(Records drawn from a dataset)
┌──

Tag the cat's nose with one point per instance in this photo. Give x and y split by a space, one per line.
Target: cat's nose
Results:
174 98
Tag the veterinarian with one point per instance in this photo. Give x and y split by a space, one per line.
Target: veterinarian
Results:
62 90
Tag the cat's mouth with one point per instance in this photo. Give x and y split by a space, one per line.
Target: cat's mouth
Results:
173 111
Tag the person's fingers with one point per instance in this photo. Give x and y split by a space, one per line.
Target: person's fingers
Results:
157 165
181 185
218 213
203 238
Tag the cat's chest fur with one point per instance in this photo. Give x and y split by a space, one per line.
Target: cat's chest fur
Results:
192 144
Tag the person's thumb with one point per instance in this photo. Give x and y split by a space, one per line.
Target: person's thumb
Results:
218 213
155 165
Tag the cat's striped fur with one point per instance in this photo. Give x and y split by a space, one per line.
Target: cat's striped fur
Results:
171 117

└──
┌──

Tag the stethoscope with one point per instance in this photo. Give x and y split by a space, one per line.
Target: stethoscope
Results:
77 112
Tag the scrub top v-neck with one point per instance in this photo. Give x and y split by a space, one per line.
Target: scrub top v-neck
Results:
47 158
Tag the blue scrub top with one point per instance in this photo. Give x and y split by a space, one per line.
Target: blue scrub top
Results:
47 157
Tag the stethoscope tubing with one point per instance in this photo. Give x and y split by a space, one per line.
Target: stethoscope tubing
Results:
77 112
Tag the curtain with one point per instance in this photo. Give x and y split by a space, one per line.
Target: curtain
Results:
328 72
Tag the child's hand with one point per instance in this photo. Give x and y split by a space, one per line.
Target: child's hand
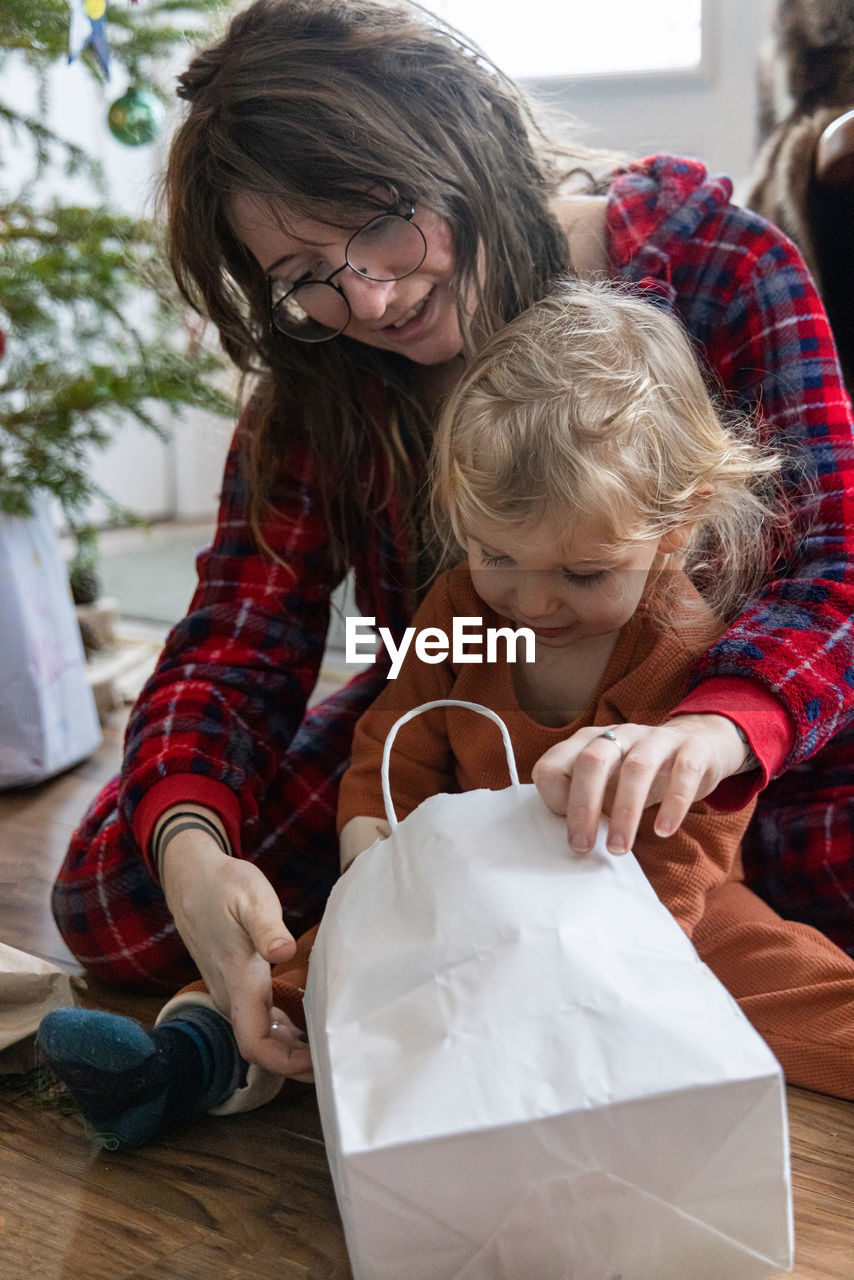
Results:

└──
┌──

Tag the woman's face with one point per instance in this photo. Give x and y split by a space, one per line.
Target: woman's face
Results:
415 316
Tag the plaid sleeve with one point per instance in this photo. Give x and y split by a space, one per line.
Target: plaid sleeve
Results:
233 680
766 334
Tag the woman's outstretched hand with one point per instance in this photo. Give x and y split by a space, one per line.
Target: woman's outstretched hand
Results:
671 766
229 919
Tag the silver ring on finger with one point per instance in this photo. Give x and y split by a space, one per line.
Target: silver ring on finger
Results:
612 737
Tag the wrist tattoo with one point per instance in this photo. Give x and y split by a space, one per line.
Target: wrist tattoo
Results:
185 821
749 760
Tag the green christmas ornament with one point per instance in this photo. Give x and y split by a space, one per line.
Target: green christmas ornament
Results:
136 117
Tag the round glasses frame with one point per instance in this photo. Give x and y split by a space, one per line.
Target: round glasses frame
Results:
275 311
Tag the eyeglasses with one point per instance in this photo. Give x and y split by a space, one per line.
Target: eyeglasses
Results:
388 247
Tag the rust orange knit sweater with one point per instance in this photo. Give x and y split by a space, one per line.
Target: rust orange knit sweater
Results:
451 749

└──

# What is expected
Copy each line above holding "knit".

# Answer space
Tag the rust orange knit sweater with one point per instance in this photo. Give x and y split by a space, one per line.
Target: rust orange knit sweater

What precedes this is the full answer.